Directions for this task = Copy the entries below word for word, from the line containing "Outline all occurrences of metal pole." through the final line of the entries.
# start of Provided entries
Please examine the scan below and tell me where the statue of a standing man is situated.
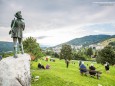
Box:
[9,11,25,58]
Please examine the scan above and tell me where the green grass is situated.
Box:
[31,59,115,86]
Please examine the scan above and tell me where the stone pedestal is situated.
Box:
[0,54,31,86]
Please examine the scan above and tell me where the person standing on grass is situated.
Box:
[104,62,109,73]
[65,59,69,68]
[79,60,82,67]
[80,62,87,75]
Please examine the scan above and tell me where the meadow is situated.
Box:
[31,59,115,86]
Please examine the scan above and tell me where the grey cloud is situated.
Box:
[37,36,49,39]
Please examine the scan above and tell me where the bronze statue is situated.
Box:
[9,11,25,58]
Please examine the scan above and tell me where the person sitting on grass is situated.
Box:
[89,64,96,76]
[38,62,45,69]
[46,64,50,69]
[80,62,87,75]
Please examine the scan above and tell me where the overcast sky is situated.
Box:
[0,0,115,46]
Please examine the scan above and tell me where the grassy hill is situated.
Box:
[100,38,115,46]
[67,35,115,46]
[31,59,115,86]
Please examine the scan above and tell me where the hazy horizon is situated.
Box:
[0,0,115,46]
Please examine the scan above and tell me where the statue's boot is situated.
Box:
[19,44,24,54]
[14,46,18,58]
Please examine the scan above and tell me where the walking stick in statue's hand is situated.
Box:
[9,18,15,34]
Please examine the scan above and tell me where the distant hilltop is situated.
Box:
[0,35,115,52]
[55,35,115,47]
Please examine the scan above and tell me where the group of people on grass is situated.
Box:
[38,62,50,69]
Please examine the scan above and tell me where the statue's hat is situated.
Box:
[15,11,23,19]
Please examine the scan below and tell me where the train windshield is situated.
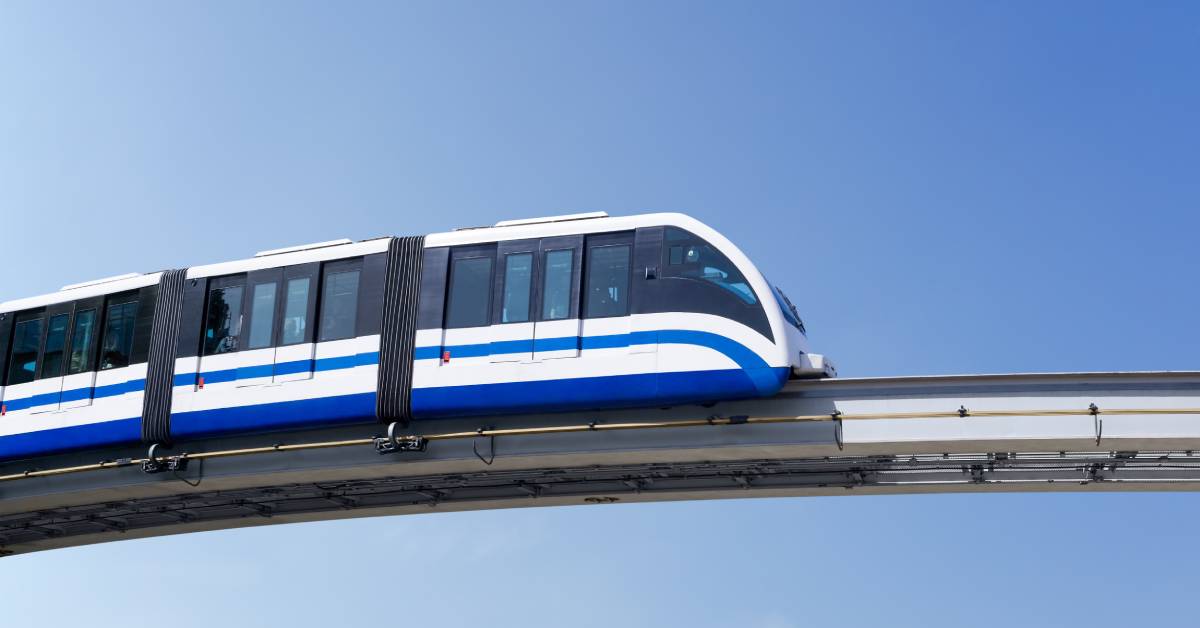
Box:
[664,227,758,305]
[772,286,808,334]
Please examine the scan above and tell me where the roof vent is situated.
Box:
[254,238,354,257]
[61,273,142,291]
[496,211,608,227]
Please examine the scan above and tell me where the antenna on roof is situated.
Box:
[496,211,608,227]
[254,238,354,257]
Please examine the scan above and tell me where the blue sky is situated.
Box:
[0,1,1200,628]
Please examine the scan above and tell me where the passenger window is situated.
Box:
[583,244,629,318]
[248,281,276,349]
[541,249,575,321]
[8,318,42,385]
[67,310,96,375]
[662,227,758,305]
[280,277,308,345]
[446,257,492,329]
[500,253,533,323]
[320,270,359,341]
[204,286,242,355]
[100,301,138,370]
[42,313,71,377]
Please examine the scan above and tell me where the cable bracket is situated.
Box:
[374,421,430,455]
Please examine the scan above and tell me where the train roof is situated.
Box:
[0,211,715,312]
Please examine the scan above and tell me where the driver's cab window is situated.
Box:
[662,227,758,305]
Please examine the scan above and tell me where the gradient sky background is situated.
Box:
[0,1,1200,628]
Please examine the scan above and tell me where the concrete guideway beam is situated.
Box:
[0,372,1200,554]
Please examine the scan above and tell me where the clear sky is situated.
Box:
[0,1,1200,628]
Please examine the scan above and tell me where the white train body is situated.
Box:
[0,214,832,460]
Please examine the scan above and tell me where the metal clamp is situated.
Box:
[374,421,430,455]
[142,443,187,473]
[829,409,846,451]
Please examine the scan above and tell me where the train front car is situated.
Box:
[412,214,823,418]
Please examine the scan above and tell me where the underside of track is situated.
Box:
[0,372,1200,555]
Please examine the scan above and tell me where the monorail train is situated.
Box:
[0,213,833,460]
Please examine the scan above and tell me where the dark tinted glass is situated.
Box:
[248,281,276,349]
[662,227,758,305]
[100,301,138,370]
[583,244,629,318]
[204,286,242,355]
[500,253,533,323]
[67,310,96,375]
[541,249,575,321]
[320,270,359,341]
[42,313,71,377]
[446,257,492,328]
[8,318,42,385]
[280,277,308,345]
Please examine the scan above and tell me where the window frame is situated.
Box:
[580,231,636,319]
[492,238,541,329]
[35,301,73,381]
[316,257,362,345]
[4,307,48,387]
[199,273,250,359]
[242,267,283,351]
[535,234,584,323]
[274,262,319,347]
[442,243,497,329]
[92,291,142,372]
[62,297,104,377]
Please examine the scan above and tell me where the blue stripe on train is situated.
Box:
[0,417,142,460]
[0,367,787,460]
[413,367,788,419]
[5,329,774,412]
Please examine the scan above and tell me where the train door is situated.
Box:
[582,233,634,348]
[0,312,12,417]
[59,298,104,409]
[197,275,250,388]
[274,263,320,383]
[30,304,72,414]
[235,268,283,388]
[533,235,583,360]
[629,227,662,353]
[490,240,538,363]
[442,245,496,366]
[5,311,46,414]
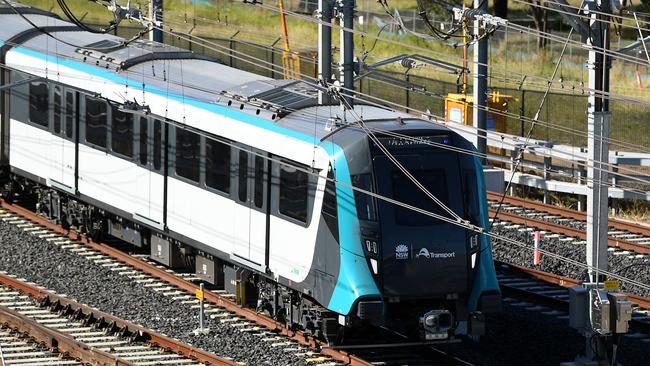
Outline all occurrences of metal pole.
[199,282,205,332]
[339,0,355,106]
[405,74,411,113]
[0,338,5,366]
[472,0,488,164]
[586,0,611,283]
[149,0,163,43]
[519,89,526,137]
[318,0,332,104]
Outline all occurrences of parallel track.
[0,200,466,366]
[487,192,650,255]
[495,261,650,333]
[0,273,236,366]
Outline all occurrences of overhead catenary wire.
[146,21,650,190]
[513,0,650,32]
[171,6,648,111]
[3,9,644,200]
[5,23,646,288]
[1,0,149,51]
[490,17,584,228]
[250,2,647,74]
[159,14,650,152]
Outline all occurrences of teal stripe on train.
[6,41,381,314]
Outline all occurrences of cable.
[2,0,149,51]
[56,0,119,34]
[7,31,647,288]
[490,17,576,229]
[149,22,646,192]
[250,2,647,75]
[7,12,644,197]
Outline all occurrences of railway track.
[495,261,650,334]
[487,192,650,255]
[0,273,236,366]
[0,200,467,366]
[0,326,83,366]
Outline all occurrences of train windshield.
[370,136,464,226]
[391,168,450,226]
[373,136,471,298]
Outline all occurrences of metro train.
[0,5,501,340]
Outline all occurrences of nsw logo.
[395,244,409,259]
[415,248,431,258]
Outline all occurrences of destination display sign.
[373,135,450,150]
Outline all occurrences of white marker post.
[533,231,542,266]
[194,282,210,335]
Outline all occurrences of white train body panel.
# end of Provided entries
In response =
Outline all occurrences of metal pole.
[199,282,205,332]
[339,0,355,106]
[405,74,411,113]
[0,338,5,366]
[472,0,488,164]
[586,0,611,283]
[149,0,163,43]
[519,89,526,137]
[318,0,332,104]
Outline all occurrences of parallel track.
[0,200,466,366]
[487,192,650,255]
[495,261,650,333]
[0,273,236,366]
Outline all occurrences of overhead catenary wire.
[146,21,650,190]
[513,0,650,32]
[171,6,648,111]
[3,9,644,200]
[5,23,646,288]
[1,0,149,51]
[490,17,584,228]
[250,2,647,74]
[159,14,650,152]
Outline all occurrences of teal stripe on train.
[6,41,381,314]
Outline all occurrences of cable.
[2,0,149,51]
[56,0,119,34]
[7,31,647,288]
[490,17,576,229]
[149,22,646,192]
[250,2,647,75]
[7,12,644,197]
Outline all occurrences of railway track.
[495,261,650,334]
[487,192,650,255]
[0,273,236,366]
[0,200,467,366]
[0,326,83,366]
Outline all occurrences of train windshield.
[370,136,464,226]
[391,168,450,226]
[373,136,471,298]
Outline all occurrences of metro train.
[0,5,501,340]
Outline all occurrences of nsw logo.
[395,244,409,259]
[415,248,431,258]
Outline all occurrences of destination display sign.
[373,135,450,150]
Outline all occurrences of white marker post.
[533,231,542,266]
[194,282,210,335]
Outline all occurrences of white train body panel.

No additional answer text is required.